EXERCISE PROMPT |
The lines to print are the one containing "Query: concrete walkway" and every line after it through the end of the entries below. Print them exactly and nothing else.

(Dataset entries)
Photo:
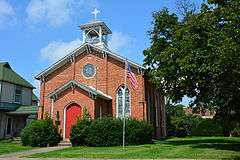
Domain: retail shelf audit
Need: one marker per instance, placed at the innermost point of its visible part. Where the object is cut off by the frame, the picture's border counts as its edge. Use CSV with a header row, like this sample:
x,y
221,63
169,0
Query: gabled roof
x,y
91,90
4,106
93,23
8,75
80,50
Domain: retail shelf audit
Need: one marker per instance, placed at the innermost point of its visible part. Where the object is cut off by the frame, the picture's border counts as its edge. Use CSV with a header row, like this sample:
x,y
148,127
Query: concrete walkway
x,y
18,155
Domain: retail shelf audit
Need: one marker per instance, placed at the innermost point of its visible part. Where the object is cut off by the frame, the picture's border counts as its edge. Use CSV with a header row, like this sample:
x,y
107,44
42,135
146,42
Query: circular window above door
x,y
89,70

OUTPUT FOR THIS EXERCISE |
Query: concrete walkway
x,y
18,155
Domain: retail shelf audit
Need: one marker per instance, placed at the innermost point of its visible part. Where the object is cut off by the frame, the picture's border counts as its edge. Use CSV with a header row, like this sample:
x,y
107,44
42,135
146,42
Query: circular window above door
x,y
89,70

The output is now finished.